Instructions for the task -
Where a line in the data below includes the word "query", count it. State the total and nothing more.

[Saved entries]
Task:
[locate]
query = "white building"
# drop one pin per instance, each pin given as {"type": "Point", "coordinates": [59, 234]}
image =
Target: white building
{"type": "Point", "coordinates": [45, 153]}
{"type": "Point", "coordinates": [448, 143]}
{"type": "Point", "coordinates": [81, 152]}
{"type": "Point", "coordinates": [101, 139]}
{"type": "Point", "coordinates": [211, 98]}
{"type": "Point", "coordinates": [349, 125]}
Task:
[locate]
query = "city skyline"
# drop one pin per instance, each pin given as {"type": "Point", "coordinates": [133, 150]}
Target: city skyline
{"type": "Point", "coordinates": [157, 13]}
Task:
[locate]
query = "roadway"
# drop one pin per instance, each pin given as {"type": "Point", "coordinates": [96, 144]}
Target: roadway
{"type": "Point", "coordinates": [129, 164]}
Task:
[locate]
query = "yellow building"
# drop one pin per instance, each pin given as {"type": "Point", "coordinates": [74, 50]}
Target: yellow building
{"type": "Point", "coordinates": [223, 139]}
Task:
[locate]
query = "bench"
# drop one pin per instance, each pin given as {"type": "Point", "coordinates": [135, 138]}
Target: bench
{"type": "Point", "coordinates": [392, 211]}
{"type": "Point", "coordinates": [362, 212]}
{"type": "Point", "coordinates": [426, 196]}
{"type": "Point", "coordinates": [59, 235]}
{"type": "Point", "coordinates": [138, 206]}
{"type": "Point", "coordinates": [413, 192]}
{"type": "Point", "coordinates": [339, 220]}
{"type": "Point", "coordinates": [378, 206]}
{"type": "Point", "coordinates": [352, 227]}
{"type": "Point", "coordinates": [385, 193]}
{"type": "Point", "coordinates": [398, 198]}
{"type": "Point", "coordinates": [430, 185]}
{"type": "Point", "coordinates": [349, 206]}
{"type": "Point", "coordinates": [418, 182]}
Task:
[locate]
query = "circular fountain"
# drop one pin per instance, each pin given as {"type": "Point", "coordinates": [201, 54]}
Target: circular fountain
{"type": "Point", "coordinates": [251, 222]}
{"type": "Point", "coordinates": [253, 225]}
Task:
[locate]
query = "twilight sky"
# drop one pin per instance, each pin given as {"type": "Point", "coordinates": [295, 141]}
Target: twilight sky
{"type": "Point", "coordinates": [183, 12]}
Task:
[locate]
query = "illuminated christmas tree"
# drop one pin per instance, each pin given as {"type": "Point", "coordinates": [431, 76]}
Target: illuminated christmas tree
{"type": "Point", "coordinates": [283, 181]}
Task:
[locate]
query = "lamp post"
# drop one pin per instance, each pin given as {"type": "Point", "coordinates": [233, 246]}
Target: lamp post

Exercise answer -
9